> Given data:
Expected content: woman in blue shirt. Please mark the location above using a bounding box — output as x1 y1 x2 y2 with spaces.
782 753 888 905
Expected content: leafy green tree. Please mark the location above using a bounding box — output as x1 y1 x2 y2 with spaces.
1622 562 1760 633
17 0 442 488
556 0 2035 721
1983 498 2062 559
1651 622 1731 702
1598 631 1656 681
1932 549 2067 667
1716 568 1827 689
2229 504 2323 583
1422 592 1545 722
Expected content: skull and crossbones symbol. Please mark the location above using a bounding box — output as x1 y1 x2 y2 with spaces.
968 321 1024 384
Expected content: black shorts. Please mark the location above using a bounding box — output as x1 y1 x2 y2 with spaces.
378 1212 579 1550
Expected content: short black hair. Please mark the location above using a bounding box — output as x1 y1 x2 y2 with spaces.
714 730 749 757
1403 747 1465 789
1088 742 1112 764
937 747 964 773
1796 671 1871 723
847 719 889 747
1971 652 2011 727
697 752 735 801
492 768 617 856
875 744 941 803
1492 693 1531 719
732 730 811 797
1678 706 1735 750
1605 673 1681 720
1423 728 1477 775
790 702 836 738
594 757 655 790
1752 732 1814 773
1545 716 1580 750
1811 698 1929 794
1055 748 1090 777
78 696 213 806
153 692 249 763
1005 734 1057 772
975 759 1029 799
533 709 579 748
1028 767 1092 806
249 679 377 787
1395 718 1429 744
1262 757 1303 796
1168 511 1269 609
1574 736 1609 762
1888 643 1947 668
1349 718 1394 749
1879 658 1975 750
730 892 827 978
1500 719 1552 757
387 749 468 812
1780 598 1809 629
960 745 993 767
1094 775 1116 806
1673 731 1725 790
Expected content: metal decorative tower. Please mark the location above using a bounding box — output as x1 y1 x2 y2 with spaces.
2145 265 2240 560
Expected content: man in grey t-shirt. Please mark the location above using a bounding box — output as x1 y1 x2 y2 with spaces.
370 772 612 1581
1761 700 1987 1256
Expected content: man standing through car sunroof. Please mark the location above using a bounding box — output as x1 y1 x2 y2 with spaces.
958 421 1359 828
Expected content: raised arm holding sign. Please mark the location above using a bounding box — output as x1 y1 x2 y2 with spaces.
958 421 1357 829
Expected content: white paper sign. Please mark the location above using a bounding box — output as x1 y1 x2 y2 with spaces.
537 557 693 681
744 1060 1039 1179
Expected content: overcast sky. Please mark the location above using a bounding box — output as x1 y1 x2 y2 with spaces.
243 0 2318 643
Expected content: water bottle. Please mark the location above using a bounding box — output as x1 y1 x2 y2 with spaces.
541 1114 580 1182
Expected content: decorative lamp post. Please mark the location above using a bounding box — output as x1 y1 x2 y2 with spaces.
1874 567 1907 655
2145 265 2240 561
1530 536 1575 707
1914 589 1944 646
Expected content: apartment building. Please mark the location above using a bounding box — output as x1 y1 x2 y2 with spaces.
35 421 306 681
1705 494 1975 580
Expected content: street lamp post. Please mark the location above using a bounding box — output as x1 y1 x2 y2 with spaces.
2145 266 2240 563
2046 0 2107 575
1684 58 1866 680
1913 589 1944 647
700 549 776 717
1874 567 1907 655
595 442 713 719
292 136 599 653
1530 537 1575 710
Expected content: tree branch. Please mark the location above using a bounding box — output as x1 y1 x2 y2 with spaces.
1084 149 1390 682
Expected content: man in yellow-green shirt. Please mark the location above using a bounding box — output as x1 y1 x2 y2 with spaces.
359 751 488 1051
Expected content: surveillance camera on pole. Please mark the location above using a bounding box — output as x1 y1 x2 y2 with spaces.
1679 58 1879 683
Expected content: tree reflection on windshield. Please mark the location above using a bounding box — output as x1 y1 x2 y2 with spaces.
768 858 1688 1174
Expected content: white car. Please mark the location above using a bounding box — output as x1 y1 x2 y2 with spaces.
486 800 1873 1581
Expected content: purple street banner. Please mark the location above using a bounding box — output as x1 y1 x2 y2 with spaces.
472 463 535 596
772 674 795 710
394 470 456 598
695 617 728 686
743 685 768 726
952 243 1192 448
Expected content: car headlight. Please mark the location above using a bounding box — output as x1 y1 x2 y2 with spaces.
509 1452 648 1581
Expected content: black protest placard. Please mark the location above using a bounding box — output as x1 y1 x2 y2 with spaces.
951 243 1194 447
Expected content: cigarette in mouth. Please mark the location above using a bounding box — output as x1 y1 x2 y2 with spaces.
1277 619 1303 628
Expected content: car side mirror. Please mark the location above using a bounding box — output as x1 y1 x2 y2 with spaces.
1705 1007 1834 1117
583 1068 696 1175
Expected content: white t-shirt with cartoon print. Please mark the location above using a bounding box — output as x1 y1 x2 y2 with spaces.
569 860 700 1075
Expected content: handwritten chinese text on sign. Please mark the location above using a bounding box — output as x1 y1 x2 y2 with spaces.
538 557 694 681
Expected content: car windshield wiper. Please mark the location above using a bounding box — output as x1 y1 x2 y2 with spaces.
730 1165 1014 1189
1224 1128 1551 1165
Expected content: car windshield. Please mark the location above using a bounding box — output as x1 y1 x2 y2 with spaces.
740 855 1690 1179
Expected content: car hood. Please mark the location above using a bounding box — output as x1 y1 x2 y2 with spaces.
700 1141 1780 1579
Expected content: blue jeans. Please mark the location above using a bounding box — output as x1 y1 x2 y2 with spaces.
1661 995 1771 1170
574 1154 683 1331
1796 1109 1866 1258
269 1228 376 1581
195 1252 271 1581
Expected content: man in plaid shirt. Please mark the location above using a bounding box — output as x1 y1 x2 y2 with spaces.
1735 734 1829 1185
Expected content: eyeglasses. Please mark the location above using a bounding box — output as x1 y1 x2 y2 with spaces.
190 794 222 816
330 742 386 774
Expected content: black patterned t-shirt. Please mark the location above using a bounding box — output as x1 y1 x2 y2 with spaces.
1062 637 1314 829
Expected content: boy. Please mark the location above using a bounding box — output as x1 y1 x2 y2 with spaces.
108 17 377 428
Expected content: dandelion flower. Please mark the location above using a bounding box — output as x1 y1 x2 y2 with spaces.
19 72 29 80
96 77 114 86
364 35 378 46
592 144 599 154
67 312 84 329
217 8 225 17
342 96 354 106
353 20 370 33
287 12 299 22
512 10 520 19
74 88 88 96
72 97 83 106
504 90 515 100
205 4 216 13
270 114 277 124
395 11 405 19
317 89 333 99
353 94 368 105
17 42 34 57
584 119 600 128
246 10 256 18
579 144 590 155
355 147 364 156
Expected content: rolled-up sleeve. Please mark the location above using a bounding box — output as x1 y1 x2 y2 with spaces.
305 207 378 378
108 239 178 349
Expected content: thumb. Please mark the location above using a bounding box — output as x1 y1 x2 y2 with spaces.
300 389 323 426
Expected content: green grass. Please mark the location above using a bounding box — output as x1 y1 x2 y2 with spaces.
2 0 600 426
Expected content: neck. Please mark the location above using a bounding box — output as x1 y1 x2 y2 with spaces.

> Assignment:
Copy out the entire listing word for word. Keep every line as it is.

> Response:
Expected content: woman in blue shirt. Please mark the location above using a bounding box — output as x1 y1 x2 y2 with spaces.
782 753 888 905
Expected content: leafy green tree. Please mark the location above using a bounding box — output as x1 y1 x2 y2 with spaces.
1622 562 1760 633
17 0 442 488
556 0 2035 721
1983 498 2062 559
1651 622 1731 702
1598 631 1656 681
1932 549 2067 667
1716 568 1827 689
2229 504 2323 583
1422 592 1545 722
Expected content: skull and crossbones symbol. Please mark the location above using a bounding box — output as x1 y1 x2 y2 with spaces.
968 321 1024 384
Expected content: black shorts. Please mark the location above using a bounding box — output as x1 y1 x2 y2 with spaces.
378 1212 579 1550
Expected content: short black hair. Please mark the location above using a bounding box — output as x1 y1 x2 y2 with spaces.
714 730 749 757
1403 747 1465 789
1088 742 1112 764
937 747 964 773
1796 671 1871 723
847 719 889 747
1971 652 2011 727
697 752 735 801
492 768 617 856
875 744 941 803
1492 693 1531 719
732 730 811 797
1678 706 1735 750
1605 673 1681 720
1423 728 1477 775
790 702 836 738
594 757 655 790
1752 732 1814 773
1545 716 1580 750
1811 698 1929 794
1055 748 1090 777
78 696 213 806
153 692 249 763
1005 734 1057 772
975 759 1029 799
533 709 579 748
1028 767 1092 806
249 679 377 787
1395 718 1429 744
1262 757 1303 796
1168 511 1269 609
1574 736 1609 762
1888 643 1947 668
1349 718 1394 749
1879 658 1975 750
730 892 827 978
1500 719 1552 757
387 749 468 812
1780 598 1809 629
960 745 993 767
1094 775 1116 806
1673 731 1725 790
Expected content: metal decorative tower. Please mark the location above using a bounding box — output as x1 y1 x2 y2 with spaces.
2145 265 2240 560
Expected content: man in grey t-shirt. Please mark the location above using a bounding box — output as x1 y1 x2 y2 with spaces.
370 772 612 1581
1761 700 1987 1256
Expected content: man standing through car sunroof. Please mark the location above using a bounding box — output as x1 y1 x2 y2 with spaces.
958 421 1359 828
Expected content: raised arm holding sign. Please mark the location above using a bounding box — output as x1 y1 x2 y2 with spaces.
958 421 1357 829
Expected content: white paper sign. Please mark the location above using a bounding box — output as x1 y1 x2 y2 with spaces.
537 557 693 681
744 1060 1039 1179
Expected content: overcast sky. Please mark the location above using a bounding box — output as x1 y1 x2 y2 with spaces.
243 0 2318 643
Expected content: water bottle. Please mark the location above using a bounding box — output as x1 y1 x2 y2 with spaces.
541 1114 580 1182
Expected content: decorative lamp post. Please mark the location above using a bounding box — output as x1 y1 x2 y2 with spaces.
1874 567 1907 655
2145 265 2240 561
1530 536 1575 707
1914 589 1944 646
Expected content: apartment building. Please mark the location above using a bounding box — output as x1 y1 x2 y2 with spaces.
35 421 306 681
1705 494 1975 580
Expected content: street lamp post. Please mark the location above using a bounding box — output as x1 y1 x2 y2 with spaces.
2145 266 2240 563
2046 0 2107 575
1684 58 1866 680
1913 589 1944 647
700 549 776 717
1874 567 1907 655
595 442 713 719
292 136 599 653
1530 537 1575 710
Expected content: tree branch. Please mark the location above using a bounding box — output as x1 y1 x2 y2 with spaces.
1084 149 1390 682
Expected content: man in yellow-green shirt. Please mark the location above using a bounding box — output as x1 y1 x2 y2 with spaces.
359 751 488 1051
Expected content: surveillance camera on pole. Please mark the location above using a bounding box — output as x1 y1 x2 y2 with spaces.
1679 58 1879 683
Expected content: tree reflection on windshield. Please mark the location above using a bounding box — output as x1 y1 x2 y2 with spaces.
768 858 1688 1174
Expected content: white car. Please mark the location above using a bounding box — output as x1 y1 x2 y2 with spaces.
486 800 1873 1581
Expected content: purple street banner. Please mark the location above using a bounding box — output as x1 y1 x2 y2 with spaces.
472 463 535 596
772 674 795 710
394 470 456 598
695 617 728 686
743 685 768 726
952 243 1192 448
Expected content: car headlight. Please mark the location above using a bounding box — output as x1 y1 x2 y2 with spaces.
509 1452 648 1581
Expected content: black protest placard. Please mark the location above using a bounding box — output as x1 y1 x2 y2 with spaces.
951 243 1194 447
Expected content: cigarette in mouth. Please mark the location above using a bounding box — output as x1 y1 x2 y2 with spaces.
1277 619 1303 628
Expected content: car side mirror. Please mark the location above using a bounding box — output as x1 y1 x2 y2 with spaces.
1705 1007 1834 1117
583 1068 696 1175
Expected content: white t-shirt with cartoon print. Please mark the location above using a bounding box — output as x1 y1 x2 y2 with spaces.
569 860 700 1075
Expected content: handwritten chinese text on sign. Please mark the location above using a bounding box — output as x1 y1 x2 y2 with spaces.
538 557 694 681
Expected content: car windshield wiper. Please mark the location above using a bounding box — output as x1 y1 x2 y2 with spaces.
730 1165 1014 1189
1224 1128 1551 1165
Expected content: car windshield. Please mark the location above using a bounding box — output as x1 y1 x2 y2 with spaces.
740 855 1690 1179
Expected content: car hood. Please mark the location above using a bounding box — output as x1 y1 x2 y2 with spaces.
700 1141 1780 1579
Expected content: blue jeans. Please mark the location above using a bounding box — output as x1 y1 x2 y2 with spaces.
1661 995 1771 1170
574 1154 683 1331
1796 1109 1866 1258
269 1228 376 1581
195 1252 271 1581
Expected content: man in plaid shirt. Please mark the location above using a bounding box — output as x1 y1 x2 y2 with spaces.
1735 734 1829 1185
Expected content: eyeglasses. Please mark the location above using a bounding box — output as x1 y1 x2 y2 with spaces.
190 794 222 816
330 742 386 774
Expected content: black patterned t-shirt. Please mark the location above using a bounding box — output as x1 y1 x2 y2 with spaces.
1062 637 1314 829
Expected content: boy. Please mark the location above using a bounding box — output as x1 y1 x2 y2 with spaces.
108 17 377 428
Expected content: dandelion flower. Please mark the location above using a bounding box — output as x1 y1 x2 y2 with spaces.
19 72 29 80
96 77 114 86
364 35 378 46
592 144 599 154
67 312 84 329
217 8 225 17
342 96 354 106
353 20 370 33
287 12 299 22
512 10 520 19
74 88 88 96
72 97 83 106
504 90 515 100
205 4 216 13
270 114 277 124
395 11 405 19
317 89 333 99
353 94 368 105
17 42 34 57
584 119 600 128
246 10 256 18
579 144 590 155
355 147 364 156
Expected content: rolled-up sleeve. Please mark the location above using a bounding box — output as x1 y1 x2 y2 with spaces.
305 207 378 378
108 239 178 349
Expected content: thumb. Please mark the location above using a bounding box — output as x1 y1 x2 y2 with spaces.
300 389 323 426
Expected content: green grass. Please mark the location above using a bounding box — output as x1 y1 x2 y2 with spaces.
2 0 600 426
Expected content: neck. Please mark the location above using a bounding box — output as x1 y1 x2 y2 with spaces.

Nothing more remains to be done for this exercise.